(YOUR ASSIGNMENT) Retype the tail of the data exactly, starting at the line containing "POINT: one per instance on the striped shirt" and stopping at the last line.

══ LISTED RECORDS

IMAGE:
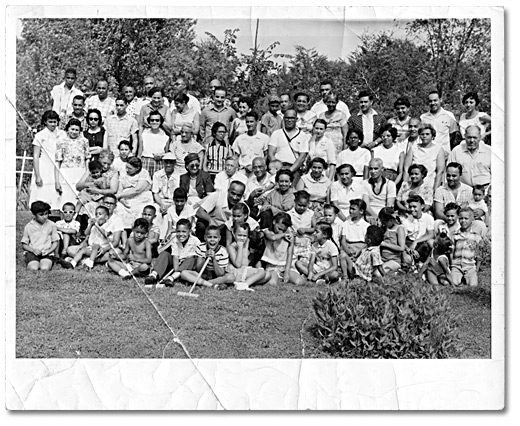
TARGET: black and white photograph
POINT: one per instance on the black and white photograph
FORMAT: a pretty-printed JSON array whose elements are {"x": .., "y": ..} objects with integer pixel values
[{"x": 254, "y": 208}]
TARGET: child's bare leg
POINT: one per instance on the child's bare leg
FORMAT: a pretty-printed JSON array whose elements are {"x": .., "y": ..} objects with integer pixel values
[
  {"x": 296, "y": 278},
  {"x": 432, "y": 278},
  {"x": 302, "y": 268}
]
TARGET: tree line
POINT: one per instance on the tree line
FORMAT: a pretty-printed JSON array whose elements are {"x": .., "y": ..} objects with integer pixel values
[{"x": 450, "y": 55}]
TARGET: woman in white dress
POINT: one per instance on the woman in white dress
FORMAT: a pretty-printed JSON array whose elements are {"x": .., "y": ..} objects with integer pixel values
[
  {"x": 153, "y": 142},
  {"x": 44, "y": 153},
  {"x": 391, "y": 154},
  {"x": 72, "y": 153},
  {"x": 472, "y": 116},
  {"x": 183, "y": 114},
  {"x": 355, "y": 155}
]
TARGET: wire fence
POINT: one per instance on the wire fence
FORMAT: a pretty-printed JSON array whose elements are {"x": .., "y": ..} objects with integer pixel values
[{"x": 24, "y": 170}]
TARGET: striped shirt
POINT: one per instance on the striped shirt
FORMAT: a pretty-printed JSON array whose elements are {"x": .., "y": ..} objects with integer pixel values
[{"x": 221, "y": 256}]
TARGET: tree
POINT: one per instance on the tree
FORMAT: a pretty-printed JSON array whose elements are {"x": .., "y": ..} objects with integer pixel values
[
  {"x": 390, "y": 67},
  {"x": 460, "y": 52}
]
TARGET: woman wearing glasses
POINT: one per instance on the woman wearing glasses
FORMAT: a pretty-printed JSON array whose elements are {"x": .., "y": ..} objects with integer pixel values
[
  {"x": 153, "y": 142},
  {"x": 95, "y": 133}
]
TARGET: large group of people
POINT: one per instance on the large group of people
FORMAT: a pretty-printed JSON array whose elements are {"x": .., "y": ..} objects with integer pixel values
[{"x": 165, "y": 185}]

════

(COMPLETED EXERCISE)
POINT: one per instance on the striped shirt
FORMAT: a pretty-printed JSON array whose elements are {"x": .., "y": ..} objects with integer pixel values
[{"x": 221, "y": 256}]
TARGET: tree
POINT: one per instance on the tree
FORMAT: a pretty-printed JSON array whose elements are {"x": .., "y": ..} objects with integer pixel values
[
  {"x": 390, "y": 67},
  {"x": 460, "y": 52}
]
TARGET: woman wearing glasses
POINT: one per instance on the woman wearing glasses
FORMAT: a pretty-printed JSON array whose elements are {"x": .., "y": ..} objects with integer pixel values
[
  {"x": 153, "y": 142},
  {"x": 95, "y": 133}
]
TARGET: large group of people
POINT: one per instance on the large group of people
FORMAT: a pretty-printed JSON array whose elements are {"x": .., "y": ..} objects with integer pixel values
[{"x": 165, "y": 185}]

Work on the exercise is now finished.